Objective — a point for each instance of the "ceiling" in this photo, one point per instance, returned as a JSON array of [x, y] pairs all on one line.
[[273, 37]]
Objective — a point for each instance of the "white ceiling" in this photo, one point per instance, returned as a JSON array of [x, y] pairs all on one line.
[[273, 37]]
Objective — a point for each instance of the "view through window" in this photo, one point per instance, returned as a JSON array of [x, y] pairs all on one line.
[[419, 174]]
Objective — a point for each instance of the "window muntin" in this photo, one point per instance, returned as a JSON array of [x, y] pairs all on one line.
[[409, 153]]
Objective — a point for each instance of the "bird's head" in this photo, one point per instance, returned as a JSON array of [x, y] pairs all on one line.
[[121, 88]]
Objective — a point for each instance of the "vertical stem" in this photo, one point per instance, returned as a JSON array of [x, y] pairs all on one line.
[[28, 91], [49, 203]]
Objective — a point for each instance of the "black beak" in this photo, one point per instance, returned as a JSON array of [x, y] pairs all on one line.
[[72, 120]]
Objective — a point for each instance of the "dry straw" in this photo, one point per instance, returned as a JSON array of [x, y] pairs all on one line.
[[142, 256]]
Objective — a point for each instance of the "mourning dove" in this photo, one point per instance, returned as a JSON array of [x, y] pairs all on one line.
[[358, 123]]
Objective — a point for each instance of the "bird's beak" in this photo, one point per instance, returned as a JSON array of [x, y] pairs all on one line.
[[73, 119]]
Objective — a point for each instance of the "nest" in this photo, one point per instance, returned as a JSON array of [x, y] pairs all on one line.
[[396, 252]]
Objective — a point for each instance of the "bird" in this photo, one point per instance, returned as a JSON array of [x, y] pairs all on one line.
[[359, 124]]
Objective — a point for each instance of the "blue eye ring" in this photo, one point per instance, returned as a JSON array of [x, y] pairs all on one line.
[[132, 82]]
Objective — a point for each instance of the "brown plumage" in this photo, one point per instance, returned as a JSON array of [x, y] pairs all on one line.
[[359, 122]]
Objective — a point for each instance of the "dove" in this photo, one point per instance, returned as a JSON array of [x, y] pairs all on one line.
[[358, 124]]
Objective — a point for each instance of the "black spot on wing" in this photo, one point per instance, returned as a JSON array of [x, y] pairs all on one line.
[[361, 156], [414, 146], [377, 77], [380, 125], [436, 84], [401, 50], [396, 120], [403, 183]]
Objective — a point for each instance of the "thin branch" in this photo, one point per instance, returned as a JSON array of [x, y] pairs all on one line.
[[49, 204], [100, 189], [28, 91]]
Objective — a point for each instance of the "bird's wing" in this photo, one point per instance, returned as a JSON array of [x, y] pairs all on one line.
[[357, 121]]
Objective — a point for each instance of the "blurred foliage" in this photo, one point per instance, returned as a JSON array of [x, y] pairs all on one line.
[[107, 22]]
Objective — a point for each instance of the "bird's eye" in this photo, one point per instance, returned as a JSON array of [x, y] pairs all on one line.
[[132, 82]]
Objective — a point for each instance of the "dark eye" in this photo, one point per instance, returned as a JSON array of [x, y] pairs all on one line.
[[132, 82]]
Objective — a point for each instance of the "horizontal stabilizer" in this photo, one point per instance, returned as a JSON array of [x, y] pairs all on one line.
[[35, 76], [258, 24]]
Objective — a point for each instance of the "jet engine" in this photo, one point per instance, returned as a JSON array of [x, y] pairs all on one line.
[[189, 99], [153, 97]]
^^^^
(AIM OF THE EXERCISE):
Please give the listing above one more time, exactly as it reads.

(ANSWER SPACE):
Objective — a point for each instance of the "ceiling" in this photo, one point per instance, returned as a JSON array of [x, y] pairs all on one line.
[[273, 37]]
Objective — a point for each instance of the "white ceiling" in this photo, one point per instance, returned as a JSON array of [x, y] pairs all on one line.
[[273, 37]]
Objective — a point for each instance of the "view through window" in this photo, one point per instance, returned as a JSON array of [x, y] pairs all on one line.
[[419, 174]]
Objective — a point for each instance of the "window muntin" in this photo, one point per instance, returned as a JSON array of [x, y] pairs all on one line.
[[409, 153]]
Objective — a point for each instance of the "bird's head" in this photo, one point per instance, returned as a JSON array of [x, y] pairs all on one line.
[[121, 88]]
Objective — a point for each instance of the "vertical stem" in this photo, one point per instance, returned as a JSON array of [x, y] pairs all on one line.
[[28, 91], [49, 203]]
Objective — a point for each instance of the "black beak" in this photo, one point per instance, returned as a JSON array of [x, y] pairs all on one line.
[[72, 120]]
Objective — a point for each instance of the "dry straw" in this photo, one point per instance, returned as a JSON array of [x, y] pairs all on one line.
[[142, 256]]
Objective — a point for each instance of the "mourning dove" in this photo, one point per instance, returned as a JSON array of [x, y] pairs all on one line.
[[358, 123]]
Objective — a point for each instance of the "bird's beak" in this photo, one point per instance, returned as a JSON array of [x, y] pairs all on one line.
[[73, 119]]
Objective — a point for each instance of the "nest" in this photo, one point per instance, returned as a JSON array of [x, y] pairs all on one line.
[[396, 252]]
Objective — a point for each instance of the "bird" in this photo, one point per instance, returned as a JSON array of [x, y] pairs all on one line.
[[359, 124]]
Objective — a point for each instance of the "blue eye ring" in this photo, one point per instance, returned as a JSON array of [x, y] pairs all on one line.
[[132, 82]]
Objective — a point for each instance of the "brown plumage" in this photo, one point per instance, returned as a JSON array of [x, y] pairs all on one line.
[[359, 122]]
Objective — a point for each instance of the "dove" in this photo, one point per instance, returned as a JSON array of [x, y] pairs all on one line.
[[358, 124]]
Objective — a point for each instance of the "black spot on wing" in this photo, one point per instance, returned as a JSON array of [x, y] pairs all on one line.
[[361, 156], [414, 146], [377, 77], [380, 125], [436, 84], [401, 50], [396, 120], [403, 183]]
Objective — a point for each instance of the "thin branch" in this photo, one point per instance, returned as a JSON array of [x, y] pairs all on one line.
[[49, 204], [100, 189], [28, 91]]
Objective — a point for each instance of the "bird's wing" in this photo, one point per instance, returned as a JSON array of [x, y] pairs all on one line.
[[357, 121]]
Objective — a point for each instance of the "blurred foliage" in this photo, one point per instance, returned as a JSON array of [x, y] pairs all on one line.
[[107, 22]]
Objective — a point for each instance of the "bird's eye" in this photo, one point per instance, returned as a JSON array of [x, y] pairs all on one line.
[[132, 82]]
Objective — a point for each instance of the "dark eye" in this photo, one point per instance, returned as a JSON array of [x, y] pairs all on one line.
[[132, 82]]
Objective — a point for each instance of the "horizontal stabilizer" in this photo, one point per instance, returned as a JSON array of [x, y] pairs all on one line.
[[35, 76], [258, 24]]
Objective — a point for each instance of the "jet engine" in this photo, one point per instance, returned as a JSON array of [x, y] pairs all on one line.
[[189, 99], [153, 97]]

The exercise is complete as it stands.